──────── Document passage
- Origin: Huntington Beach, California, United States
- Genres: Punk rock Alternative rock
- Years active: 1995-2003, 2015
- Label: Epitaph
- Members: Jack Grisham Ron Emory Billy Persons Sean Greaves Paul Roessler Chris Lagerborg
- Website: epitaph site

= The Joykiller =

The Joykiller was an American punk rock supergroup from Huntington Beach, California, United States. The Joykiller were formed in 1995 by Jack Grisham of T.S.O.L., Billy Persons (The Weirdos/Gun Club) and Ronnie King. After the formation of the band Jack recruited his ex-T.S.O.L. bandmate Ron Emory on guitar and added Chris Lagerborg on drums. This original line-up recorded one album on Epitaph Records, The Joykiller, before Emory was replaced in 1996.
────────────────
──────── Dataset section
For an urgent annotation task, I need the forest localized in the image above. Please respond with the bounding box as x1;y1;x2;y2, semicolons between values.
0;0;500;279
────────────────
Short task 1.
Transcribe the band profile from "The Joykiller was" up to and including "replaced in 1996.".
Short task 2.
Answer these questions from the band profile:
(a) Which label does the profile list for the band?
(b) In what year was the band formed?
(c) Who was added on drums after the band formed?
Rely only on the band profile for what follows.

Worked answer 1.
The Joykiller was an American punk rock supergroup from Huntington Beach, California, United States. The Joykiller were formed in 1995 by Jack Grisham of T.S.O.L., Billy Persons (The Weirdos/Gun Club) and Ronnie King. After the formation of the band Jack recruited his ex-T.S.O.L. bandmate Ron Emory on guitar and added Chris Lagerborg on drums. This original line-up recorded one album on Epitaph Records, The Joykiller, before Emory was replaced in 1996.

Worked answer 2.
(a) Epitaph
(b) 1995
(c) Chris Lagerborg